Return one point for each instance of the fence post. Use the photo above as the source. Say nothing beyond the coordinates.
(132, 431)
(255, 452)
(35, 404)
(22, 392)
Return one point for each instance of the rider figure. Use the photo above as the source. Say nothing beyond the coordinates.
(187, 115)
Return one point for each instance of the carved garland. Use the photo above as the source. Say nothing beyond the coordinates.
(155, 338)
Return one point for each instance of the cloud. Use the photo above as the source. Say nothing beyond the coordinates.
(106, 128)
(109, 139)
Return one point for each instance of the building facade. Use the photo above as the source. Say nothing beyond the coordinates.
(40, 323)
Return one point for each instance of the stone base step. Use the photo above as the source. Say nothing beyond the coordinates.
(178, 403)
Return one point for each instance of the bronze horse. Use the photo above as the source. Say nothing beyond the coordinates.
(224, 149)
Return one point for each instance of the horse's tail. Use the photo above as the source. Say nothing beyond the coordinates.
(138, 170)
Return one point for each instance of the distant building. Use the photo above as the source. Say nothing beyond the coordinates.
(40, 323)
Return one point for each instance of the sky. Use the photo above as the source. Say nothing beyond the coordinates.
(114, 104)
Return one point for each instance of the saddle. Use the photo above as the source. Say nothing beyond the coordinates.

* [Objective] Quote all of the entries exactly as they appear.

* [Written response]
Return one point for each instance of the fence post. Use the photo above as the source. Say nothing beyond the coordinates.
(132, 431)
(255, 452)
(35, 404)
(22, 392)
Return one point for each instance of the rider figure. Use the photo above as the source. Say nothing beyond the coordinates.
(187, 115)
Return one point for each instance of the carved garland. Use the photo above as the source. Say nothing beyond the coordinates.
(155, 338)
Return one point for each instance of the cloud. Use the photo above as the source. Say nothing beyond the coordinates.
(106, 128)
(109, 139)
Return one point for each instance of the building facade. Use the photo above as the source. Say nothing beyond the coordinates.
(40, 323)
Return one point for each instance of the stone base step. Use the photo above as the source. Say nothing beyond the coordinates.
(178, 403)
Return one point for each instance of the bronze horse. Use the photo above as the source. Say nothing beyond the coordinates.
(224, 149)
Return one point for each instance of the horse's tail. Use the photo above as the source. Say nothing beyond the coordinates.
(138, 170)
Return one point for each instance of the distant building. Use the photo above as the source. Say nothing beyond the coordinates.
(40, 323)
Return one point for each instance of the sky. Use the photo above as the source. Say nothing beyond the coordinates.
(114, 104)
Return one point for each instance of the saddle. Use the photo above as the source. Say nothing beyond the coordinates.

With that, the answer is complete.